* SOURCE DATA

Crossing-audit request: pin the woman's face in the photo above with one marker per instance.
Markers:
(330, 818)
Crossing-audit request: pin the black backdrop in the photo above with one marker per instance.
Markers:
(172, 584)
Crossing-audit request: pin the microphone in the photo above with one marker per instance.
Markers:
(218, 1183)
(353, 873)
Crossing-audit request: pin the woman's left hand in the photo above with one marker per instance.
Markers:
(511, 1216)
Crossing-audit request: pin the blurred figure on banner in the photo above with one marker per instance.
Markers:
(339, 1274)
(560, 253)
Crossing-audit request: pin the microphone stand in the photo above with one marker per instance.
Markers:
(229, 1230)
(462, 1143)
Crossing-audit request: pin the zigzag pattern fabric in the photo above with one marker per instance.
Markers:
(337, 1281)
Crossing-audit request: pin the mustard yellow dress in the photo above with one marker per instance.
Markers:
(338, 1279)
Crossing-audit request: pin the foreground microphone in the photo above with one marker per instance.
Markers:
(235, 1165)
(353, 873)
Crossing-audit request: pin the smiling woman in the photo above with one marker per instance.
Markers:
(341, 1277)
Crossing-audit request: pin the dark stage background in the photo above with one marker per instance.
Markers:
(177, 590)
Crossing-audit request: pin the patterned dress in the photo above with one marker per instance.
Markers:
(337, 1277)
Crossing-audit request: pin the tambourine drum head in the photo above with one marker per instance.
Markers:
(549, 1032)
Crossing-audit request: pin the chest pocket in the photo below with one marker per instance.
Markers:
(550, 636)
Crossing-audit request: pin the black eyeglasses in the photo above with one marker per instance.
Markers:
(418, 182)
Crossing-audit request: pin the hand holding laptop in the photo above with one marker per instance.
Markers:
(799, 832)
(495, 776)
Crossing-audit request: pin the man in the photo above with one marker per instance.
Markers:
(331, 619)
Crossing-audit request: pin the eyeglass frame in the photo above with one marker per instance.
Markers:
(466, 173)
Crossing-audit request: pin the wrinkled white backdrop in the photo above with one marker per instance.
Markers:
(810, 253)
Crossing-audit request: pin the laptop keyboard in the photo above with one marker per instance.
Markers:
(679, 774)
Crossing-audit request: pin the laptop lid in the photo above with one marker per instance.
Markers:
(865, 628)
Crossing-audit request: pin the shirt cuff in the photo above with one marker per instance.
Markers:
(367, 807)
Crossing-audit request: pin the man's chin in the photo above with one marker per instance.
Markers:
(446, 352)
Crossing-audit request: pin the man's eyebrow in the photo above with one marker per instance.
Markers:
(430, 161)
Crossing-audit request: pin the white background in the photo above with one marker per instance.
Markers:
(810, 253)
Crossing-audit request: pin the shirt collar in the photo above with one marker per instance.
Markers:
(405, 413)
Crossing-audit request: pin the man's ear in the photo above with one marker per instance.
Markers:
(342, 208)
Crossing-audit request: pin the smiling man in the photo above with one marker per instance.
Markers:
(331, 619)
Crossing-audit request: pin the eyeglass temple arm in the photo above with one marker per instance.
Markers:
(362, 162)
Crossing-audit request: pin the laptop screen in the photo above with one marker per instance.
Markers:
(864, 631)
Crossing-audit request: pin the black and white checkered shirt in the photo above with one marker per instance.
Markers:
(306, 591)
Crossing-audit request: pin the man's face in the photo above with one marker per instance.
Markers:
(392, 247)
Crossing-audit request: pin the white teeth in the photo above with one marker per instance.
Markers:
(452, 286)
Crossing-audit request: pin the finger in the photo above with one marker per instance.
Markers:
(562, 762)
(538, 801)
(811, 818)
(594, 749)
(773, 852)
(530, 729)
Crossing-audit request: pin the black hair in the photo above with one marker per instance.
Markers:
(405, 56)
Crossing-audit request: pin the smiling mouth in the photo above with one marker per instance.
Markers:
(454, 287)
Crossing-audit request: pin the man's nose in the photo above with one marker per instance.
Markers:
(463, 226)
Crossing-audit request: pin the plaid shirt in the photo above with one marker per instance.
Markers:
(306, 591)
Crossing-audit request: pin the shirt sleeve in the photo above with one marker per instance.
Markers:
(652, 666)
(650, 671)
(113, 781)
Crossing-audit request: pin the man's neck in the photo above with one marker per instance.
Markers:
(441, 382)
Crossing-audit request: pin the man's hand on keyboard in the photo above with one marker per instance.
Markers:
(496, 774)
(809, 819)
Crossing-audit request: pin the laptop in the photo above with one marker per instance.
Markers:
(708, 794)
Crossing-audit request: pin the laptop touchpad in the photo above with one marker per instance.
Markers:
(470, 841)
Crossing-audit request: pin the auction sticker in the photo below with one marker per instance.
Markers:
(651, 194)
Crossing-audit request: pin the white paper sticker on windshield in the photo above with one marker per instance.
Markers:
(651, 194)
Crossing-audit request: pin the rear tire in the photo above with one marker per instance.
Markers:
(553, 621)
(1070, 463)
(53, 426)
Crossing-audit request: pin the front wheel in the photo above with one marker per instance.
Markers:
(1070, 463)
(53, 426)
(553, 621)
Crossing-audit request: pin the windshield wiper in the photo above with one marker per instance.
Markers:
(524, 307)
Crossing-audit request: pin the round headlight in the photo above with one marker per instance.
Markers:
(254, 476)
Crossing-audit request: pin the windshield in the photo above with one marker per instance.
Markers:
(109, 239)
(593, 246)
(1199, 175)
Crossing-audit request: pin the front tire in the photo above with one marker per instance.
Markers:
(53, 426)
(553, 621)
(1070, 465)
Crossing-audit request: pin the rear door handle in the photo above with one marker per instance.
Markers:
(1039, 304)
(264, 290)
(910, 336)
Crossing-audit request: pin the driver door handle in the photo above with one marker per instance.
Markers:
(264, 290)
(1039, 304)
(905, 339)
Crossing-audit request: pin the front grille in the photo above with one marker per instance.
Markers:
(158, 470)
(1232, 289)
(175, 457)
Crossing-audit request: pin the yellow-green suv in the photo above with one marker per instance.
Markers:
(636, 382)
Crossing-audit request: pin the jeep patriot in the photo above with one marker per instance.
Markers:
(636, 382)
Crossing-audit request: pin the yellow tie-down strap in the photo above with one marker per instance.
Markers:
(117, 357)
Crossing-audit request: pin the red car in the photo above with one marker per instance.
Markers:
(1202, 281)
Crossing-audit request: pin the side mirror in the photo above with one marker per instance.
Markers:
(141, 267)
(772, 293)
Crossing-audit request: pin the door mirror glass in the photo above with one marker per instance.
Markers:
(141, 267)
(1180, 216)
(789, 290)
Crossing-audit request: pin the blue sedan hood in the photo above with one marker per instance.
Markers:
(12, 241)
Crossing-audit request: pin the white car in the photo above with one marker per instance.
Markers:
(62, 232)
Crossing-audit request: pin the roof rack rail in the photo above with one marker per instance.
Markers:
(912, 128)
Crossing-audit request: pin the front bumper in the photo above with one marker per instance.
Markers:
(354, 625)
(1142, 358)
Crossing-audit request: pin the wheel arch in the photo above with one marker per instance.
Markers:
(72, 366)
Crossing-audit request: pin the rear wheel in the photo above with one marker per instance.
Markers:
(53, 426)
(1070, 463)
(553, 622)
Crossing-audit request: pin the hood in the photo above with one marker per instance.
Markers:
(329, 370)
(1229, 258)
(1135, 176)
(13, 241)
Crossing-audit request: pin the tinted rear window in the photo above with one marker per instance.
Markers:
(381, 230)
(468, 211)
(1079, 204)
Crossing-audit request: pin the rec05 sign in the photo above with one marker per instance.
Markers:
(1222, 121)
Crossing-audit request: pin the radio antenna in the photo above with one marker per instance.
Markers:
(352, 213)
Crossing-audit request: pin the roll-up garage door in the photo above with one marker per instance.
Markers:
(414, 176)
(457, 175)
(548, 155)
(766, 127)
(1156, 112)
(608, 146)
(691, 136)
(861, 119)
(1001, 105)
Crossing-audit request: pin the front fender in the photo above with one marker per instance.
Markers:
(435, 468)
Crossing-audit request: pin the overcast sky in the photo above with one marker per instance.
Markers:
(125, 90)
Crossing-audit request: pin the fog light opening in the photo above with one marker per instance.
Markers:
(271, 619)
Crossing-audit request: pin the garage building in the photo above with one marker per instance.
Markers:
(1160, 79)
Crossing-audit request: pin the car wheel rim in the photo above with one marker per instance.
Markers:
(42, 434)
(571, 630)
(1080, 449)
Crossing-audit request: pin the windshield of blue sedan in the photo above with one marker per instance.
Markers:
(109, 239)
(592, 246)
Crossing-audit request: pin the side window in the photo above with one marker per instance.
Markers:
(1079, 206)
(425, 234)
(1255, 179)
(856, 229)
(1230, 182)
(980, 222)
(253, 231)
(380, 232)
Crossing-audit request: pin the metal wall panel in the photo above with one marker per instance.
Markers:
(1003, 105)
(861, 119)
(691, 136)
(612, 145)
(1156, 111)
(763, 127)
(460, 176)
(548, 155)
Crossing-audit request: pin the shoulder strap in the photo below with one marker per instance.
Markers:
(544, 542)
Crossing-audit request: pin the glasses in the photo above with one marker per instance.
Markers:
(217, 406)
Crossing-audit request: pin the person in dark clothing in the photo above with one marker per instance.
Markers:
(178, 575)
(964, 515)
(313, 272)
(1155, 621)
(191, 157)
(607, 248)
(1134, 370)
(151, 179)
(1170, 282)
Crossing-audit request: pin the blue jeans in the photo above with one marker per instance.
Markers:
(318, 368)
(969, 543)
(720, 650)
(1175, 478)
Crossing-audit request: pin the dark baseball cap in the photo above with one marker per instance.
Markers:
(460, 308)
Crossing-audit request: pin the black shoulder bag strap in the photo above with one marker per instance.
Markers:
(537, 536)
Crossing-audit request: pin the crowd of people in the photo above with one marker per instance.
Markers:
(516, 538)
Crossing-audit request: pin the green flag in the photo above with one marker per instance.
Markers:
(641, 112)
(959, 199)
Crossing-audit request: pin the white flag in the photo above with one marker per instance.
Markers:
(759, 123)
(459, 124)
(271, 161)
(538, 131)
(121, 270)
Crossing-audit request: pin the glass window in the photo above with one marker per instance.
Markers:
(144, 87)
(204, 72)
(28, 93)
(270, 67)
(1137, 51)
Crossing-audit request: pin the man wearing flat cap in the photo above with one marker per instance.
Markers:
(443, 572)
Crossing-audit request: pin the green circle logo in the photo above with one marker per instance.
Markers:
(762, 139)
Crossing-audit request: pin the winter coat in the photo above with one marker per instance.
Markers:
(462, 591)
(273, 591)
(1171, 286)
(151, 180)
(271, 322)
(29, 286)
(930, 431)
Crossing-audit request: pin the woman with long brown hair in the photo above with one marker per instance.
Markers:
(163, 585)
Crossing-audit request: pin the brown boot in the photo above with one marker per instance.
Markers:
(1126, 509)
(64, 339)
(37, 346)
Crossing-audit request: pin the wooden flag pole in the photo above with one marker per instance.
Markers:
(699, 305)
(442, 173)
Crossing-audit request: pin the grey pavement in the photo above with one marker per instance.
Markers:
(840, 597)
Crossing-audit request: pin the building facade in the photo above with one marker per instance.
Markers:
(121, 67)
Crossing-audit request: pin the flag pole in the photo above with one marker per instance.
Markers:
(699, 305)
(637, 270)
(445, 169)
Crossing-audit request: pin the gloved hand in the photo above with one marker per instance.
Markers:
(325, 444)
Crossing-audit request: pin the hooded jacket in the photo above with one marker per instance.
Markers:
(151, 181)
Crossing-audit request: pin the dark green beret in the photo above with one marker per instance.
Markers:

* TASK PROMPT
Extract the lines of the preceding material that run from the line with "Crossing-audit request: pin the overcast" through the line with "Crossing-audit request: pin the garage", inclusive, reproducing them exactly and adding nothing.

* ANSWER SECTION
Crossing-audit request: pin the overcast sky in the photo above with one marker per instance.
Markers:
(125, 90)
Crossing-audit request: pin the fog light opening in the photo above with one marker per instance.
Markers:
(271, 619)
Crossing-audit request: pin the garage building in the photo above with one marker per instance.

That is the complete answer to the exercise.